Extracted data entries
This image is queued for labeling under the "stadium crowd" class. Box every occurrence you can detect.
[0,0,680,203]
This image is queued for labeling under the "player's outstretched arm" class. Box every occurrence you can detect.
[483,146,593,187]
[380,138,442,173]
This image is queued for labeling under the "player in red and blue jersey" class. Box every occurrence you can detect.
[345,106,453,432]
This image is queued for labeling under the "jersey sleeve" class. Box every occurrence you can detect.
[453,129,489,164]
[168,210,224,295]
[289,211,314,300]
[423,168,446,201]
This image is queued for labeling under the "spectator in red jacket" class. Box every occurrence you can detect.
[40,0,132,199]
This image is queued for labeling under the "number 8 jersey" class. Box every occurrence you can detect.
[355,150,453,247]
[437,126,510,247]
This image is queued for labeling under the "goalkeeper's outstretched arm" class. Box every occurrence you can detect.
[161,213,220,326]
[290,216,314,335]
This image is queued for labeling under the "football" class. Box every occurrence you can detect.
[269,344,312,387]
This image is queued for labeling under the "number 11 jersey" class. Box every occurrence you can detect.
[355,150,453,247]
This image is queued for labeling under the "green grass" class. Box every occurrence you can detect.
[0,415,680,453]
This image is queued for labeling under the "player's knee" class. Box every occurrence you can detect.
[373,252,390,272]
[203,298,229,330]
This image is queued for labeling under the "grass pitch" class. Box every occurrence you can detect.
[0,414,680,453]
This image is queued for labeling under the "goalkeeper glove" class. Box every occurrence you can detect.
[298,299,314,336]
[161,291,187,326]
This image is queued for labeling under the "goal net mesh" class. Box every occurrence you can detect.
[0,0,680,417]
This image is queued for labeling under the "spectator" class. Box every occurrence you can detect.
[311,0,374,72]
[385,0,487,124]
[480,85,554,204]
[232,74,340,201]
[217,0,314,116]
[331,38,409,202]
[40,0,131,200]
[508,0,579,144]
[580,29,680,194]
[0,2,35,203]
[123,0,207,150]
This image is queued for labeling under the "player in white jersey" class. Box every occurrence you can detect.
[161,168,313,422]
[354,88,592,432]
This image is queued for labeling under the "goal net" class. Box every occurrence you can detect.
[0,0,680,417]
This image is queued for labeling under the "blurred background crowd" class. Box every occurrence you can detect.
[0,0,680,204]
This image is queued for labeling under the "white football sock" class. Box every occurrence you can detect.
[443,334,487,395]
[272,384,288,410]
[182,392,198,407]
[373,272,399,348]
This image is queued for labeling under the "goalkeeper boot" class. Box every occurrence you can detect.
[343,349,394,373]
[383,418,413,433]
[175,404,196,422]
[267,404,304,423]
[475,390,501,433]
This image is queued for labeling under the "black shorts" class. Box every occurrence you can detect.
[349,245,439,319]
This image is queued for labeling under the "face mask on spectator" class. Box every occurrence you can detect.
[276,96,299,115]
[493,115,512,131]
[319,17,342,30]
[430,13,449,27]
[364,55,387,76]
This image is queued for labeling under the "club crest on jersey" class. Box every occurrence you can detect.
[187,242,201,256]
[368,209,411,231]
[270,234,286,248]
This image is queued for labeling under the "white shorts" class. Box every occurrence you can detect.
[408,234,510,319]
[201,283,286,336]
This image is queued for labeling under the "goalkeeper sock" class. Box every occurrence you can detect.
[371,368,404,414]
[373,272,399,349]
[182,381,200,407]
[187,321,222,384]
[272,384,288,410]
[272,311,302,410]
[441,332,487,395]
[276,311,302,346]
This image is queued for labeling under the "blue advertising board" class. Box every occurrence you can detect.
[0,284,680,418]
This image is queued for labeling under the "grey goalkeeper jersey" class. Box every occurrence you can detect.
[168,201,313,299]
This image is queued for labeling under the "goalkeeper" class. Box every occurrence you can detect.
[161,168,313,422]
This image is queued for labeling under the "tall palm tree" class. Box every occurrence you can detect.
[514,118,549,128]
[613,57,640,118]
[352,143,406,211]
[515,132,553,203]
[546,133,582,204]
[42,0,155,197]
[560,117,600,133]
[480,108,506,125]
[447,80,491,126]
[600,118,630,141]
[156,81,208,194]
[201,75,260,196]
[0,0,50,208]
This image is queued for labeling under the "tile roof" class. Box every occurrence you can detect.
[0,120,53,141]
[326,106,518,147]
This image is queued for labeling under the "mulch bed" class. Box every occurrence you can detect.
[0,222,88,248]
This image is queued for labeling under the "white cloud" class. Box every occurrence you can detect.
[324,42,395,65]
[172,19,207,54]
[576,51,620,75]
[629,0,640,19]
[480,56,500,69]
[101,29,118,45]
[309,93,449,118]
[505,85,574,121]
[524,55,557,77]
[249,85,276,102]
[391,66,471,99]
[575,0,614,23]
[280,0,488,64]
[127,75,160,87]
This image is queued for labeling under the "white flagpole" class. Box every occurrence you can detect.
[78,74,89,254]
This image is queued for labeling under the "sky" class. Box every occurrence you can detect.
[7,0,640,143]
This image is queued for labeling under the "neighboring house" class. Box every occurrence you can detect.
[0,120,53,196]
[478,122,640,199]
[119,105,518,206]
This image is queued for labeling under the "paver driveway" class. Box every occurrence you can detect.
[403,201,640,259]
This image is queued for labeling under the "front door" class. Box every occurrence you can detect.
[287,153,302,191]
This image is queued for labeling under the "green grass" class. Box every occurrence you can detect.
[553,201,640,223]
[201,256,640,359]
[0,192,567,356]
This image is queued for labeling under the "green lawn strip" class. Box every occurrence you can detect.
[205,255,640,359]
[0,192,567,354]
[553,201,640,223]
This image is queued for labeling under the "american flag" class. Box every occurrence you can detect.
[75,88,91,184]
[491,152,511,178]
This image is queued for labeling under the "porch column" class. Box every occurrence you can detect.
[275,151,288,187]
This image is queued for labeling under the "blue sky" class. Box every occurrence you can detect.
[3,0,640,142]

What is asked:
Please recast the listing from its start up to and including the line with "[40,0,132,199]" as a Markdown table with columns n and Line, one row per line and blank lines skipped.

Complete answer:
| n | Line |
|---|---|
| 1 | This image is queued for labeling under the "stadium crowd" class. Box every occurrence you can detect. |
| 2 | [0,0,680,203] |
| 3 | This image is queued for labeling under the "player's outstretched arm" class. Box every occurrence you can detect. |
| 4 | [483,146,593,187] |
| 5 | [380,138,442,173] |
| 6 | This image is queued for labeling under the "player in red and blue jersey" class. Box every occurrence you can detect. |
| 7 | [345,106,453,432] |
| 8 | This image is queued for labeling under the "jersey sleeve" class. Box every occurrence you can detect. |
| 9 | [453,129,489,164] |
| 10 | [168,210,224,295] |
| 11 | [289,211,314,300] |
| 12 | [423,168,446,201] |
| 13 | This image is queued for labeling under the "spectator in red jacket" class. Box every occurrence you can detect. |
| 14 | [40,0,132,199] |